◆ EXERCISE TASK: All of the lines below are to be transcribed faithfully, with pictures excluded from the copy.

[Start]

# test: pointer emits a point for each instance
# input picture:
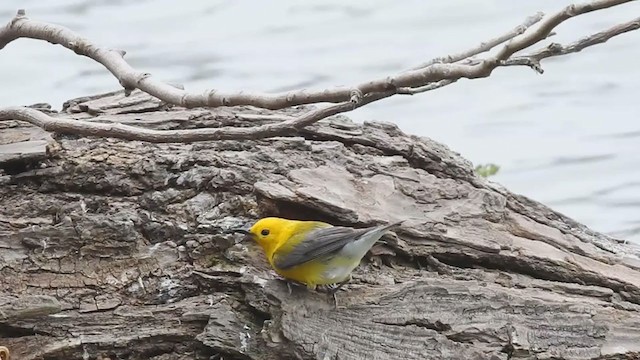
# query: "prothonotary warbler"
(313, 252)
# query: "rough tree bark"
(113, 249)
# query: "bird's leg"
(334, 289)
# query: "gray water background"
(569, 138)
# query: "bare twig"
(555, 49)
(21, 26)
(485, 46)
(429, 76)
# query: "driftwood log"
(112, 249)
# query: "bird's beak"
(247, 234)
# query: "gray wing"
(317, 243)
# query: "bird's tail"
(384, 228)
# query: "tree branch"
(554, 49)
(432, 75)
(21, 26)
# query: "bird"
(313, 252)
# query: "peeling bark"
(113, 249)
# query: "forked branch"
(431, 75)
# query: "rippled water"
(569, 138)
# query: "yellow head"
(267, 232)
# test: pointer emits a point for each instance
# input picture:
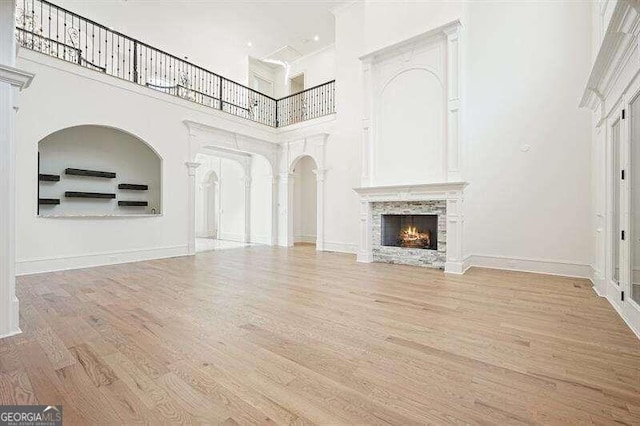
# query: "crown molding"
(15, 77)
(619, 41)
(447, 29)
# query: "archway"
(93, 170)
(209, 203)
(221, 205)
(305, 203)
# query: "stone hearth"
(443, 199)
(403, 255)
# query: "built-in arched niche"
(97, 171)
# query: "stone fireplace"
(418, 225)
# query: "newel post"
(12, 80)
(191, 194)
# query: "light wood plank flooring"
(263, 335)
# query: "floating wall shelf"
(133, 187)
(91, 173)
(48, 201)
(48, 178)
(133, 203)
(71, 194)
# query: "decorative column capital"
(284, 177)
(320, 174)
(192, 166)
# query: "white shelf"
(89, 216)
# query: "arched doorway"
(210, 207)
(303, 226)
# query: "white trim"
(340, 247)
(451, 192)
(539, 266)
(230, 236)
(62, 263)
(618, 42)
(445, 29)
(15, 77)
(12, 333)
(310, 239)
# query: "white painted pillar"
(364, 254)
(247, 209)
(191, 199)
(11, 81)
(285, 227)
(320, 174)
(275, 209)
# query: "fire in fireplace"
(410, 230)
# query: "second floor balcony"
(54, 31)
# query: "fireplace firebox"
(418, 231)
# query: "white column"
(453, 157)
(275, 210)
(285, 227)
(364, 254)
(367, 142)
(247, 209)
(11, 81)
(320, 175)
(191, 195)
(455, 227)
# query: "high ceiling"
(180, 26)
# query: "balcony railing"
(55, 31)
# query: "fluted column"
(191, 229)
(12, 80)
(285, 228)
(274, 210)
(320, 174)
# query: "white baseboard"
(455, 268)
(311, 239)
(61, 263)
(12, 333)
(229, 236)
(549, 267)
(597, 279)
(340, 247)
(261, 239)
(12, 328)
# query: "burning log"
(413, 238)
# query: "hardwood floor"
(265, 335)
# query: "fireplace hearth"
(417, 231)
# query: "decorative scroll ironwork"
(55, 31)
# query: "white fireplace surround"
(451, 192)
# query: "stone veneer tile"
(408, 256)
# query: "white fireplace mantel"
(451, 192)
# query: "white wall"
(304, 201)
(231, 202)
(66, 95)
(527, 145)
(318, 67)
(261, 187)
(196, 34)
(102, 149)
(264, 72)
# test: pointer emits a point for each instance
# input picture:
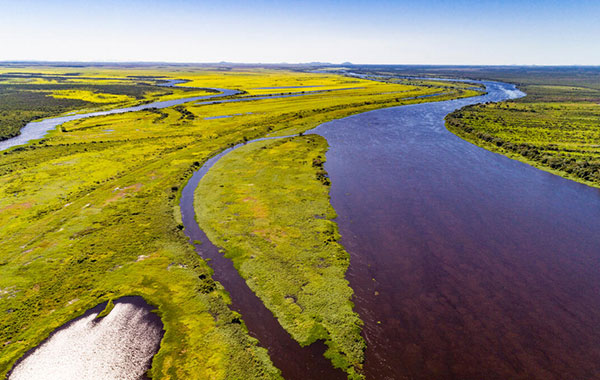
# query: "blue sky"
(401, 32)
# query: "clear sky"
(397, 32)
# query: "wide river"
(465, 264)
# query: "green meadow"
(90, 212)
(556, 127)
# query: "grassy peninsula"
(90, 212)
(267, 205)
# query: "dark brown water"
(295, 362)
(465, 264)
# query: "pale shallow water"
(119, 346)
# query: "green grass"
(90, 213)
(555, 128)
(267, 205)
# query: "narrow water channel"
(465, 264)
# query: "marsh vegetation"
(90, 214)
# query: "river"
(465, 264)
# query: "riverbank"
(90, 213)
(555, 129)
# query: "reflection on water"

[End]

◆ COMPLETE ANSWER:
# test: pointer emits a point for each instance
# input picture:
# query: "prothonotary warbler"
(313, 252)
# query: "rough tree bark"
(113, 249)
# query: "bird's leg"
(334, 289)
# query: "gray water background"
(569, 138)
# query: "bare twig"
(555, 49)
(21, 26)
(485, 46)
(429, 76)
# query: "driftwood log"
(112, 249)
# query: "bird's beak"
(247, 234)
# query: "gray wing"
(317, 243)
# query: "bird's tail"
(384, 228)
# query: "tree branch"
(554, 49)
(432, 75)
(21, 26)
# query: "bird"
(313, 252)
# query: "peeling bark"
(113, 249)
# query: "forked branch"
(431, 75)
# query: "rippled water"
(569, 138)
# query: "yellow head"
(267, 232)
# test: pointer emits a point for each instance
# input picture:
# query: "crown molding"
(15, 77)
(619, 41)
(447, 29)
# query: "archway"
(93, 170)
(209, 203)
(221, 205)
(305, 203)
# query: "stone hearth"
(443, 199)
(403, 255)
# query: "built-in arched niche"
(97, 171)
# query: "stone fireplace"
(418, 225)
# query: "newel post"
(12, 80)
(191, 194)
# query: "light wood plank flooring"
(263, 335)
# query: "floating wall shelf"
(133, 187)
(91, 173)
(48, 201)
(48, 178)
(133, 203)
(71, 194)
# query: "decorative column capital"
(284, 177)
(320, 174)
(192, 166)
# query: "white shelf"
(89, 216)
# query: "arched doorway"
(210, 207)
(303, 226)
# query: "white trim"
(340, 247)
(451, 192)
(539, 266)
(230, 236)
(62, 263)
(618, 42)
(445, 29)
(15, 77)
(12, 333)
(310, 239)
# query: "white painted pillar"
(364, 254)
(247, 209)
(191, 199)
(11, 81)
(285, 227)
(320, 174)
(275, 209)
# query: "fire in fireplace"
(410, 230)
# query: "second floor balcony"
(54, 31)
# query: "fireplace firebox"
(418, 231)
# query: "white column"
(453, 157)
(275, 210)
(285, 227)
(364, 254)
(367, 142)
(247, 209)
(11, 81)
(320, 175)
(191, 195)
(455, 227)
# query: "high ceiling"
(180, 26)
# query: "balcony railing"
(55, 31)
# query: "fluted column"
(191, 229)
(12, 80)
(285, 228)
(274, 210)
(320, 174)
# query: "white baseboard"
(455, 268)
(311, 239)
(61, 263)
(12, 333)
(229, 236)
(549, 267)
(597, 279)
(340, 247)
(261, 239)
(12, 328)
# query: "burning log"
(413, 238)
# query: "hardwood floor"
(265, 335)
# query: "fireplace hearth"
(417, 231)
# query: "decorative scroll ironwork"
(55, 31)
# query: "white fireplace surround"
(451, 192)
# query: "stone veneer tile"
(408, 256)
# query: "white fireplace mantel"
(451, 192)
# query: "white wall"
(304, 201)
(231, 202)
(66, 95)
(527, 145)
(318, 67)
(261, 187)
(196, 34)
(102, 149)
(264, 72)
# test: pointer emits a point for each instance
# input picture:
# query: "blue sky"
(401, 32)
# query: "clear sky"
(397, 32)
# query: "wide river"
(465, 264)
# query: "green meadow"
(90, 212)
(556, 127)
# query: "grassy peninsula"
(90, 212)
(267, 205)
# query: "dark brown water"
(295, 362)
(465, 264)
# query: "pale shallow water"
(119, 346)
# query: "green grass"
(90, 213)
(555, 128)
(267, 205)
# query: "narrow water channel"
(465, 264)
# query: "marsh vegetation"
(90, 214)
# query: "river"
(465, 264)
# query: "riverbank"
(90, 213)
(555, 129)
# query: "reflection on water"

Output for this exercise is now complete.